[[ The records, beginning ]]
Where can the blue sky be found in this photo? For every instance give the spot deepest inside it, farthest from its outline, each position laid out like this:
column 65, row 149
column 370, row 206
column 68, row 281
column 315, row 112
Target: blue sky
[[ The records, end ]]
[[ The records, beginning ]]
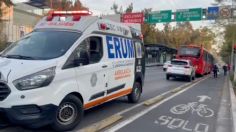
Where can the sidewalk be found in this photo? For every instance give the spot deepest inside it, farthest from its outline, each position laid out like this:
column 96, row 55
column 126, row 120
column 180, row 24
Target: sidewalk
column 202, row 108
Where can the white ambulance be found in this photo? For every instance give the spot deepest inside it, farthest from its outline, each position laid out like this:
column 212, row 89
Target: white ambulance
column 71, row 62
[[ The records, end ]]
[What you are asked to do]: Go through the entries above and count the lines containing the string "found". Give only that number.

[Completed task]: 3